§ **Activity**: From the passage about looking for the missing cat Genevieve, set down word for word the part between "We got home" and "praying for restitution.", inclusive.

§ **Document segment**:
********

We got home later that night after dark and my sister and I snuck around the back of our apartment to the porch, hopeful that we would find little white footprints, or even Genevieve herself. But even her food was left untouched. I was overcome with sadness and knew nothing else to do but simply set my eyes free of their liquid expression. My sweet sister prayed over my worried heart and for my kitty’s homecoming. We only had one more day before we left to return to Texas, so I began to feel pressed for time. I just wanted Genevieve to understand how deeply I loved her, and I wanted her to want to come home. I went to sleep a little less than hopeful that night, but still praying for restitution. 

 

There were kind neighbors who surrounded us and offered to search for her and even climbed underneath our apartment complex with kneepads and a flashlight. I was so appreciative of their concern, but I knew in my heart that if Genevieve wanted to come home, she would have to be brave and choose to do so herself.

********

§ **Extracted records**:
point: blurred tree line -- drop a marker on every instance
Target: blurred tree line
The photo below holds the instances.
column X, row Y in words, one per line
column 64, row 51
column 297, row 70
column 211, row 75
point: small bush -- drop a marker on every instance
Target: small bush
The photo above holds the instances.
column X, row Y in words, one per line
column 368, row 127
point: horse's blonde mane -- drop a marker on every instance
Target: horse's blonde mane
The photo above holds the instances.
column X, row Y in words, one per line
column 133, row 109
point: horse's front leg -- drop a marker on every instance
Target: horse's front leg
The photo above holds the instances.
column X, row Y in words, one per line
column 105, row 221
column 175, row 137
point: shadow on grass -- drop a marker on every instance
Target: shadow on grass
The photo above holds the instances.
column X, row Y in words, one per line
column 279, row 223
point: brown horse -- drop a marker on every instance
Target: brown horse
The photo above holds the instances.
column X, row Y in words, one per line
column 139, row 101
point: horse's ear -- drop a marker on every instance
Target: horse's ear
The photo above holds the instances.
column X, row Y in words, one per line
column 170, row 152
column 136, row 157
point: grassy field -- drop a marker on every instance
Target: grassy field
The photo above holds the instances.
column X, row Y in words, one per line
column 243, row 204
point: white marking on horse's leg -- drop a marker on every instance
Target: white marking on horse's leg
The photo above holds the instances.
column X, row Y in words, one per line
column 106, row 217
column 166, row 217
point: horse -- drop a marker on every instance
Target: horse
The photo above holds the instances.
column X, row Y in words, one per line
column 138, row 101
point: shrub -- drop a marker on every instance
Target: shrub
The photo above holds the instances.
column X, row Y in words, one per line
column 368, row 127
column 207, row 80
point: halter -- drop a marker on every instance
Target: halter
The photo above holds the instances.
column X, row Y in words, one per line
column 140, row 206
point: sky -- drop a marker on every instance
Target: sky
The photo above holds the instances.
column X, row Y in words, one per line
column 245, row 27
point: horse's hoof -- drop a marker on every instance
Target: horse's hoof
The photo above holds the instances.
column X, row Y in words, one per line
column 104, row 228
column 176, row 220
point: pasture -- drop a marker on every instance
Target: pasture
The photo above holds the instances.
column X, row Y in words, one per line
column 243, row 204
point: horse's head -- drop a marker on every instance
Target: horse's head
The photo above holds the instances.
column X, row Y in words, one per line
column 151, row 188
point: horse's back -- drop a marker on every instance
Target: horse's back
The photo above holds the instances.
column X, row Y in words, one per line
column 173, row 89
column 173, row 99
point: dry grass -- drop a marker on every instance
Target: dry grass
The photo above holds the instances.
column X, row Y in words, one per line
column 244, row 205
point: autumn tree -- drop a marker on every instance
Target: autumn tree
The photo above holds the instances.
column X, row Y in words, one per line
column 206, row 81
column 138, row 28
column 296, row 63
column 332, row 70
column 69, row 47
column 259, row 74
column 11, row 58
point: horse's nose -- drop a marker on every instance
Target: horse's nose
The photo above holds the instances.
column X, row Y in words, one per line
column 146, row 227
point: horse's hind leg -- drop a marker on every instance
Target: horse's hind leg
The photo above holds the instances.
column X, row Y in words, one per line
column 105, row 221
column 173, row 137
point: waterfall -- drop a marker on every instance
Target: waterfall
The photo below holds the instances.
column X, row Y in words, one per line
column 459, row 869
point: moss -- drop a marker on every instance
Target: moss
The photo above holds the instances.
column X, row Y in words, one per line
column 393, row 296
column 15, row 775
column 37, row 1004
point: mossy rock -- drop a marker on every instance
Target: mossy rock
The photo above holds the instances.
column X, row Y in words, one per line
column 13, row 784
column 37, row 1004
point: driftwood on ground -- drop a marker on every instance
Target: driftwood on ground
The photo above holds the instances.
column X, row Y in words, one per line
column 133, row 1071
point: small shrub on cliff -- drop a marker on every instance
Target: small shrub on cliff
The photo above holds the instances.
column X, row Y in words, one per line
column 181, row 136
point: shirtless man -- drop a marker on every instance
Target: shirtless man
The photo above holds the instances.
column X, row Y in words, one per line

********

§ **Response for this exercise**:
We got home later that night after dark and my sister and I snuck around the back of our apartment to the porch, hopeful that we would find little white footprints, or even Genevieve herself. But even her food was left untouched. I was overcome with sadness and knew nothing else to do but simply set my eyes free of their liquid expression. My sweet sister prayed over my worried heart and for my kitty’s homecoming. We only had one more day before we left to return to Texas, so I began to feel pressed for time. I just wanted Genevieve to understand how deeply I loved her, and I wanted her to want to come home. I went to sleep a little less than hopeful that night, but still praying for restitution.